- **PROBLEM DESCRIPTION**
Could you lay out the items below as a JSON list of strings, one string per line, with blank lines dropped and the pictures left out?
____________
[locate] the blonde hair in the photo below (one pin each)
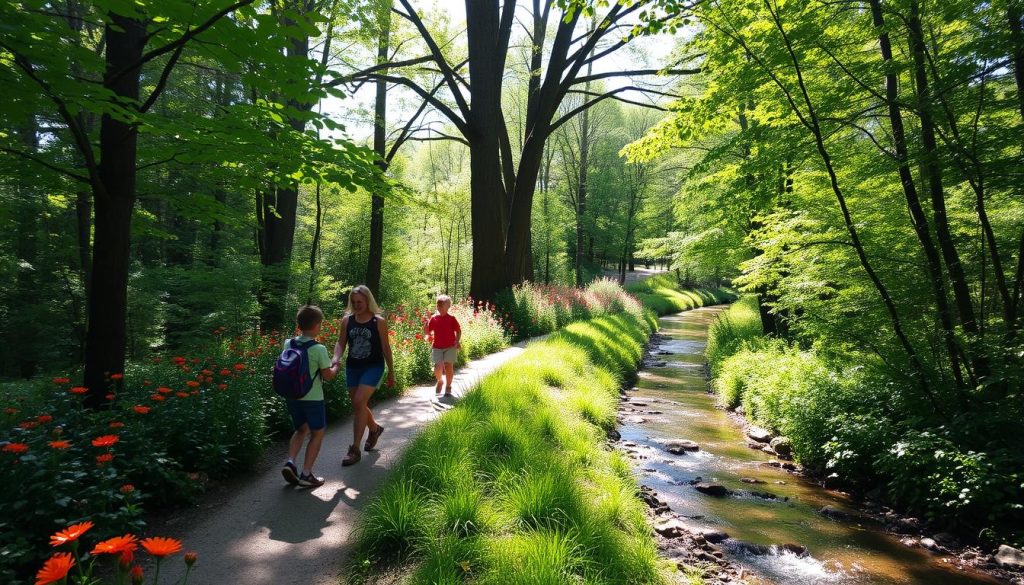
(371, 301)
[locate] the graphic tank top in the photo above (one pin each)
(364, 343)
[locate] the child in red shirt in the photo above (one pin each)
(448, 333)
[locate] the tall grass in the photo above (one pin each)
(664, 295)
(515, 485)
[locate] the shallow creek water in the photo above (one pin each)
(672, 403)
____________
- **FULL SOLUTION**
[
  "[locate] the blonde hair in the photo below (one pin each)",
  "(371, 301)",
  "[locate] the graphic tank top in the photo above (one pin each)",
  "(364, 343)",
  "[locate] the child in red shirt in the photo above (one pin each)",
  "(448, 333)",
  "[locate] the tall grass in the photo above (one pin each)",
  "(664, 295)",
  "(515, 485)",
  "[locate] the shallow creek water in the photo above (one pin each)",
  "(672, 403)"
]